FENSA — the Fenestration Self-Assessment Scheme — was established in 2002 by the Glass and Glazing Federation and approved by the government as a competent person scheme. Its purpose is straightforward: to allow registered window and door installers to self-certify that their work meets building regulations, without the homeowner needing to separately apply to the local authority building control department.

Before 2002, if you replaced a window, the work technically required building control sign-off to confirm it met energy efficiency and structural requirements. In practice, almost nobody applied, and compliance was rarely checked. FENSA was created to change that — giving the industry a self-regulation mechanism and homeowners a clear paper trail.

Today, any company that replaces windows or doors in England or Wales should either be registered with FENSA (or an equivalent scheme such as CERTASS) or the homeowner should use local authority building control instead.

What Does FENSA Cover?

FENSA certification applies to replacement windows and doors in existing dwellings. Specifically:

  • Replacement of existing windows (including roof windows and skylights)
  • Replacement of external doors
  • Replacement of roof windows in existing roofs

It covers compliance with Part L of the building regulations (thermal performance — the window must meet minimum U-value standards) and certain structural and safety requirements.

— WORK TO COMPLETE —
a - In the FENSA text, which organization set up FENSA?
b - Extract the part of the FENSA text that begins at the words "Before 2002, if" and stops after "windows and skylights)", keeping every word the same.
c - Extend the FENSA text, picking up right after its last sentence.
The material is separate from the FENSA text.

— RECORDED DATA —
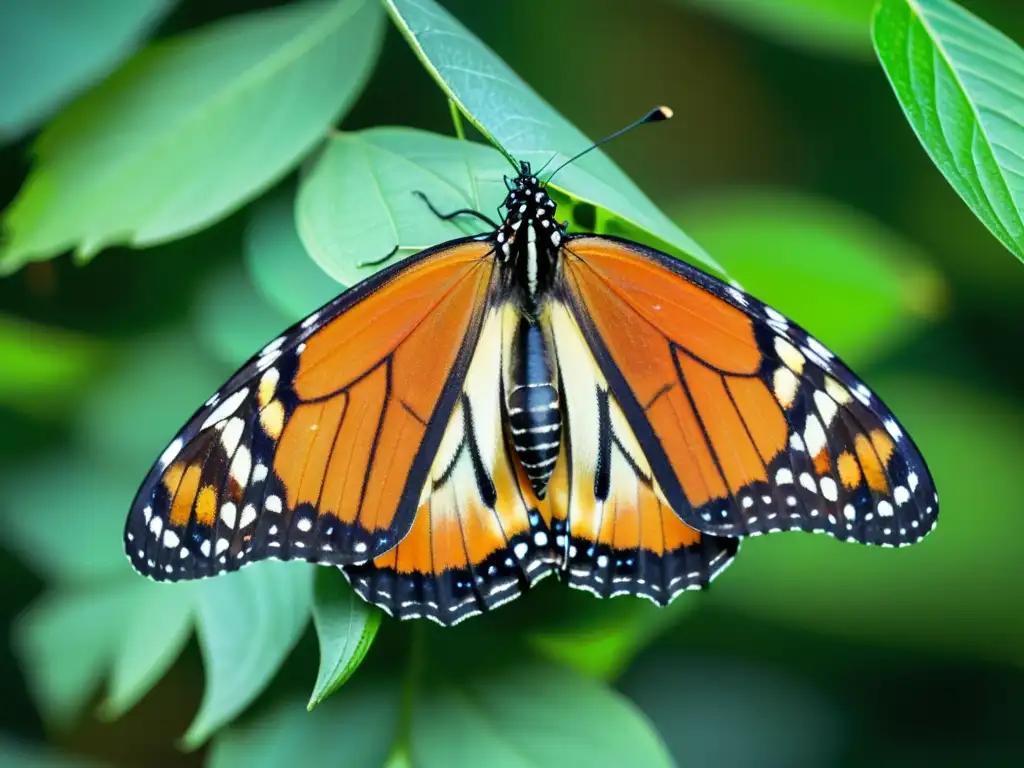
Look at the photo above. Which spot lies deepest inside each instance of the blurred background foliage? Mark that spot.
(178, 158)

— RESPONSE LIST —
a - The Glass and Glazing Federation.

b -
Before 2002, if you replaced a window, the work technically required building control sign-off to confirm it met energy efficiency and structural requirements. In practice, almost nobody applied, and compliance was rarely checked. FENSA was created to change that — giving the industry a self-regulation mechanism and homeowners a clear paper trail.

Today, any company that replaces windows or doors in England or Wales should either be registered with FENSA (or an equivalent scheme such as CERTASS) or the homeowner should use local authority building control instead.

What Does FENSA Cover?

FENSA certification applies to replacement windows and doors in existing dwellings. Specifically:

  • Replacement of existing windows (including roof windows and skylights)

c -
FENSA does not cover:

  • New build properties (covered by building control separately)
  • Windows in extensions (require planning permission or permitted development compliance and building control)
  • Windows in listed buildings (which require Listed Building Consent regardless of the glazing specification)
  • Structural changes to window openings (enlarging or moving an opening requires building control)

If you are in a listed building and having windows replaced, FENSA is not the relevant mechanism. You will need to obtain consent from your local planning authority, and the work may need to be inspected by building control or your conservation officer.

Why Do You Need a FENSA Certificate?

There are two main reasons the FENSA certificate matters.

First, it is a legal requirement. Building regulations apply to replacement windows and doors. The FENSA certificate is evidence that the work complies. Without it, you or your contractor are potentially in breach of building regulations.

Second, you will need it when you sell your home. When you instruct a solicitor to sell your property, they will carry out searches and enquiries that include asking for evidence of building regulations compliance for any work done since 2002 that required it. If you replaced windows — at any point since 2002 — and cannot produce a FENSA certificate or a local authority completion certificate, your solicitor will flag this as a defect.

At that point, you have two options: obtain a retrospective Local Authority Building Control certificate (which requires an inspection and takes time and money) or take out indemnity insurance. Neither option is as straightforward as simply having the certificate in the first place. This situation is very common with properties where windows were replaced by an unregistered trader — often in the mid-2000s uPVC boom — and no paperwork was ever issued.

How to Check the FENSA Register

The FENSA register is publicly accessible at fensa.org.uk. You can use it in two ways.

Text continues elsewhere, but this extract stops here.